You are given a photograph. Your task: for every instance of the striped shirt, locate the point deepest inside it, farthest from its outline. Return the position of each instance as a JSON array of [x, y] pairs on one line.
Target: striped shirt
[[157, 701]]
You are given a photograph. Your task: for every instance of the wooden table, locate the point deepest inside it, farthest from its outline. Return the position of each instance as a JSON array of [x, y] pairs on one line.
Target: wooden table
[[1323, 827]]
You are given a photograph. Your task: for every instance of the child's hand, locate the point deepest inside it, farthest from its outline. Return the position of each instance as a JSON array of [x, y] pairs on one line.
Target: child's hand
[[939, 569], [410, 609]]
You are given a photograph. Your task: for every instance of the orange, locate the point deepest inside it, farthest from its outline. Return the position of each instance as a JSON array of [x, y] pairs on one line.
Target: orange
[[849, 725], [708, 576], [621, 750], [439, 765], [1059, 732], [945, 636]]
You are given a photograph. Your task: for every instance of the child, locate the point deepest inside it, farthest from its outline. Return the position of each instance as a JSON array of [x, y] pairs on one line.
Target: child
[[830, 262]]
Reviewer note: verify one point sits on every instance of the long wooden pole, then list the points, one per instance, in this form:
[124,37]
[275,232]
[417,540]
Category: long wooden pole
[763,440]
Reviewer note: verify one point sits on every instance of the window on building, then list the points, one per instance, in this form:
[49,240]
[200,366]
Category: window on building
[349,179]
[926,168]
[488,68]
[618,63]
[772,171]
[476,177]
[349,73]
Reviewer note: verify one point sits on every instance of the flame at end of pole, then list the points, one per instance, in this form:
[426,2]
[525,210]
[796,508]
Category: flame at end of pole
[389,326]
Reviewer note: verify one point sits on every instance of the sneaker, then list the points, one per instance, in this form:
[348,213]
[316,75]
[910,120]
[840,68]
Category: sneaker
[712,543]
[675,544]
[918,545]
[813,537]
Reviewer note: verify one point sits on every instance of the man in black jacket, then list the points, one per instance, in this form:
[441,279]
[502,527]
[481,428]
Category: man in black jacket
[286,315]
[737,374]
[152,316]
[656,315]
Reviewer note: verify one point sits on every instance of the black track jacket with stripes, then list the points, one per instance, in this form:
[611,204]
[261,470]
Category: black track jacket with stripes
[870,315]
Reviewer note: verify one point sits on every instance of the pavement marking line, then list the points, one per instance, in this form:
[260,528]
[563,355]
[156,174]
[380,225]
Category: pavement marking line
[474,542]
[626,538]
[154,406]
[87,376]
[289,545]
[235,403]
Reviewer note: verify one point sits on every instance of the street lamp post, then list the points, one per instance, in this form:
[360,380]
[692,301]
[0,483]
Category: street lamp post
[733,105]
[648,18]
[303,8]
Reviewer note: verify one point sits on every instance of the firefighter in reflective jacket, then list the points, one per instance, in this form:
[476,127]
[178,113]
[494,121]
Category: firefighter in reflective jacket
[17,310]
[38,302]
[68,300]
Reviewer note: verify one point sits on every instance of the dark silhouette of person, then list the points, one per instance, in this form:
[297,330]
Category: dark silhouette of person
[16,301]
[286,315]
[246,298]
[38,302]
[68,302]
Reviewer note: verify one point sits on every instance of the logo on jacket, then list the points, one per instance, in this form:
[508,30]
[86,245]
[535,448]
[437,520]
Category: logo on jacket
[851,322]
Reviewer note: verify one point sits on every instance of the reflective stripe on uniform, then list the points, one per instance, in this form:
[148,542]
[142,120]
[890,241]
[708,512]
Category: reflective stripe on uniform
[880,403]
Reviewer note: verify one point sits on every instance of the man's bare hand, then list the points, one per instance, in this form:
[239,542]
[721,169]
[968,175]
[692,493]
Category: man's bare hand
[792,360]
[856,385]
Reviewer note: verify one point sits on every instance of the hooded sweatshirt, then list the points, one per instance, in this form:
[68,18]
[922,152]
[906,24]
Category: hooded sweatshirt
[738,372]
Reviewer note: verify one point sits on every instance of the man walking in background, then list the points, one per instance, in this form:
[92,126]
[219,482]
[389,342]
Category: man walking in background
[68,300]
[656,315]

- - -

WHAT YOU NEED TO DO :: Copy out every one of the lines above again, word for word, with nothing changed.

RESULT OF THIS EXERCISE ::
You are given a photograph. Your task: for every instance of the striped shirt, locate the point deepest inside it, farthest from its outline. Return the position of each instance as a JSON array of [x, y] pairs on one line.
Target: striped shirt
[[157, 701]]
You are given a photograph. Your task: for every instance of the wooden table, locate the point deepest inside it, farthest from its outline. Return the position of each instance as a JSON array of [x, y] pairs on one line.
Target: wooden table
[[1323, 827]]
You are given a photograph. Your task: for every instance of the child's hand, locate the point deepest inside it, farthest from its outline. Return the position of each instance as a JSON array of [x, y] pairs on one line.
Target: child's hand
[[939, 569], [410, 609]]
You are given a photograph. Your task: for every instance of the orange, locate the point deepest inside it, farthest from its outline. Return the position of each instance as a JSON array of [x, y] pairs on one line.
Target: orange
[[849, 725], [708, 576], [621, 750], [439, 765], [1059, 732], [945, 636]]
You are given a photograph. Your task: for every instance of the child, locate the point deepest inside it, farthest from its outline. Return the position of each instance as a JSON array of [x, y] pairs on one line.
Target: child
[[830, 262]]
Reviewer note: verify one point sits on every instance of the long wooden pole, then list the points, one per instance, in this form:
[124,37]
[275,232]
[417,540]
Category: long wooden pole
[763,440]
Reviewer note: verify one point sits on every instance of the window on building, then list the points, one per instance, in this form:
[49,240]
[200,366]
Category: window on building
[349,179]
[926,168]
[488,68]
[618,63]
[772,171]
[476,177]
[349,73]
Reviewer note: verify one point sits on every instance of the flame at end of pole, then list the points, one per instance, in this form:
[426,2]
[525,210]
[796,508]
Category: flame at end of pole
[389,326]
Reviewer note: verify one point sits on every instance of the sneaker, then list the points, one per instance, in this form:
[348,213]
[316,75]
[910,120]
[840,68]
Category: sneaker
[712,543]
[675,544]
[918,545]
[813,537]
Reviewer note: verify one point sits on every instance of the man in black jacket, then list the points, one per instance, in this form:
[441,279]
[502,527]
[481,428]
Category: man in black jacket
[286,315]
[737,374]
[152,316]
[656,315]
Reviewer note: verify one point sits on every instance of the black track jacket with stripes, then list the points, one per instance, in this form:
[611,204]
[261,470]
Category: black track jacket with stripes
[870,315]
Reviewer note: verify one point sits on every instance of the pavement marking line, then list the points, one per instance, in this form:
[260,528]
[563,355]
[156,174]
[380,225]
Category: pavement marking line
[474,542]
[626,538]
[154,406]
[87,376]
[289,545]
[235,403]
Reviewer note: verify one point sits on every instance of the street lamp post, then list the points, one per instance, in this form:
[360,380]
[692,301]
[0,483]
Category: street lamp post
[733,105]
[648,18]
[303,8]
Reviewer note: verify one point sits on every instance of the firefighter in reflective jacket, then list the points, one per instance, in this form:
[476,127]
[178,113]
[494,121]
Category: firefighter in reflective jacket
[17,310]
[38,302]
[68,300]
Reviewer note: verify one point sits on every instance of the dark silhouette of person, then list the points, one per instance, in this form:
[297,330]
Category: dark silhouette of person
[16,301]
[286,315]
[246,298]
[38,302]
[68,302]
Reviewer note: verify one point sits on every instance of the logo on jacket, then list the points, one per instance, in this form:
[508,30]
[86,245]
[535,448]
[437,520]
Category: logo on jacket
[851,322]
Reviewer note: verify one point sits on every instance of the reflective stripe on uniform, then list the points, one per instance, in this form:
[148,542]
[142,120]
[890,241]
[708,512]
Category: reflective stripe on uniform
[880,403]
Reviewer note: verify one point sits on every instance of the man's bare hand, then list the points, one per instance, in this form:
[239,542]
[721,169]
[968,175]
[692,493]
Category: man's bare hand
[792,360]
[856,385]
Reviewer note: verify one point sits on every instance of the hooded sweatshirt, then list the points, one per instance, in this form:
[68,18]
[922,152]
[906,24]
Category: hooded sweatshirt
[738,372]
Reviewer note: verify one point sits on every instance of the man walking in background, then list the points, one per instance, in this form:
[92,126]
[219,482]
[389,342]
Category: man walking in background
[68,300]
[656,315]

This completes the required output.